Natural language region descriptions

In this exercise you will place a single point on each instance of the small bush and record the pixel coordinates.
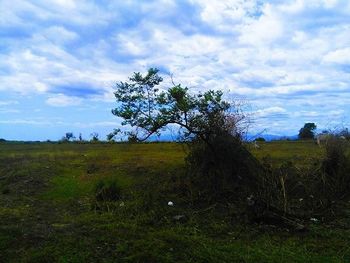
(223, 169)
(107, 191)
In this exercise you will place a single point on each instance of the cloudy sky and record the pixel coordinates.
(59, 59)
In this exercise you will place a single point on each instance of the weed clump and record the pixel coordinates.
(107, 191)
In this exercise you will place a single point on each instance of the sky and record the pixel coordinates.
(60, 60)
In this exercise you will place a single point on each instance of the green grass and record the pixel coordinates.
(48, 211)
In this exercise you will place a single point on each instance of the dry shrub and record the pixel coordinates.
(222, 169)
(311, 190)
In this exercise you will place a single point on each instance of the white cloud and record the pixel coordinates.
(339, 56)
(60, 100)
(289, 54)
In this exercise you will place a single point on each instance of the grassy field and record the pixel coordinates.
(49, 213)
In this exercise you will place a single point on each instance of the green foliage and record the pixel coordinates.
(142, 105)
(107, 190)
(308, 131)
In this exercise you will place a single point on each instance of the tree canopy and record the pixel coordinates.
(148, 109)
(308, 131)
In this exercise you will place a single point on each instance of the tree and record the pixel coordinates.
(68, 136)
(143, 106)
(218, 160)
(308, 131)
(94, 137)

:: INSTRUCTIONS TO FOLLOW ::
Repeat only the lines starting at the one that contains "shrub and record the pixel coordinates." and ending at the last line above, exactly as written.

:: RESPONSE BOX ::
In this exercise you will place a single point on each instance of the dry shrub and record the pixel coordinates.
(222, 169)
(311, 190)
In this exercise you will place a single point on each instance of the white cloud and record the pixel coordinates.
(339, 56)
(60, 100)
(289, 54)
In this exercise you will place a single point on each instance of the grassy field and record the pixel coordinates.
(49, 213)
In this exercise you will place a single point on each instance of the green foliage and record the pixel coordinates.
(142, 105)
(107, 190)
(308, 131)
In this exercise you will place a single point on each instance of the tree canopy and record the pixel coordinates.
(148, 109)
(308, 131)
In this exercise you will place a single point on each instance of the tree and record the pixel coordinates.
(68, 136)
(143, 106)
(218, 160)
(308, 131)
(94, 137)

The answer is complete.